SHORT EXERCISE
What follows is a listing. Return every line of it exactly.

[Point annotation dataset records]
· · ·

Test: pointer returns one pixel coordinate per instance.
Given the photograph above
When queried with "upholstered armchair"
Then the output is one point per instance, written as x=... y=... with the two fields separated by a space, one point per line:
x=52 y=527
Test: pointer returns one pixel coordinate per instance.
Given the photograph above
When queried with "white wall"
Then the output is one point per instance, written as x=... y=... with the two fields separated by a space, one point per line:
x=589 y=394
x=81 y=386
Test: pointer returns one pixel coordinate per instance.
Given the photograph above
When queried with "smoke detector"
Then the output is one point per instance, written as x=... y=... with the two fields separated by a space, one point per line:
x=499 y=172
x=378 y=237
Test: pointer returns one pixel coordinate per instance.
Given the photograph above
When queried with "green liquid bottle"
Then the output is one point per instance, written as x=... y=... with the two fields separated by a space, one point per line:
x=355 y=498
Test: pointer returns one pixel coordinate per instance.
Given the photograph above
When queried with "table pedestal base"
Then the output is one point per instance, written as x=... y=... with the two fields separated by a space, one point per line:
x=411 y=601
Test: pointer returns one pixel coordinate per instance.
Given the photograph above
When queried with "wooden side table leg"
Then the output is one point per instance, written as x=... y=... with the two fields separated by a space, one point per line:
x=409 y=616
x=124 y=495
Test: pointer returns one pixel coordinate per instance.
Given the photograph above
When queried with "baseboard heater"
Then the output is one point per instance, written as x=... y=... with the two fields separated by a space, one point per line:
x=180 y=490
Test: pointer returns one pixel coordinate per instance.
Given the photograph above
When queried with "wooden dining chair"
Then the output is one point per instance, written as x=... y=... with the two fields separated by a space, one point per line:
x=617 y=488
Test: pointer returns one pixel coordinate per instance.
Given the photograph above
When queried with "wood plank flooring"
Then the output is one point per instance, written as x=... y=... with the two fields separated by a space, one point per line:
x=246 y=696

· · ·

WRITTEN RESPONSE
Test: pointer returns one pixel coordinate per instance.
Given the photograph above
When queried with "upholstered armchair"
Then the output is one point per instance, written as x=... y=... with the two fields separated by a space, one point per line:
x=52 y=527
Test: pointer returns one pixel coordinate per instance.
Given the photograph above
When queried with "white wall"
Then the output is one point per instance, written as x=... y=... with the two fields separated by a space, one point per line:
x=589 y=394
x=81 y=386
Test: pointer returns one pixel coordinate per instance.
Given the photograph above
When queried with "smoke detector"
Then the output is one point per instance, written as x=... y=... with the two fields separated by a space, one point per line:
x=499 y=172
x=378 y=237
Test: pointer returns one pixel coordinate per instance.
Given the photograph above
When queried with "green liquid bottle"
Then the output is one point per instance, written as x=... y=... with the two fields separated by a space, one point per line:
x=355 y=498
Test: pointer returns one pixel coordinate per instance.
Given the photograph above
When queried with "table pedestal base"
Then the output is one point per instance, written as x=... y=... with the two fields separated by a space, one point per line:
x=411 y=601
Test: pointer returns one pixel coordinate per instance.
Given the photograph above
When queried with "wooden side table leg"
Then the output is one point per instance, written as x=... y=... with the two fields separated by a space, one point per line:
x=409 y=616
x=124 y=495
Test: pointer returns one pixel coordinate per instance.
Given the photograph above
When queried with "baseboard heater"
Then the output is one point per instance, written as x=... y=... with the two fields separated by a space, one point per line:
x=180 y=490
Test: pointer returns one pixel coordinate per instance.
Given the photograph above
When queried with "wooden dining chair"
Then the output is one point per instance, written as x=... y=... with the two fields separated by a space, one point per line:
x=617 y=488
Test: pointer returns one pixel coordinate per instance.
Given the photograph above
When queried with "wood plank flooring"
Then the output is one point per instance, written as x=... y=... with the two fields separated by a space, one point per line:
x=246 y=696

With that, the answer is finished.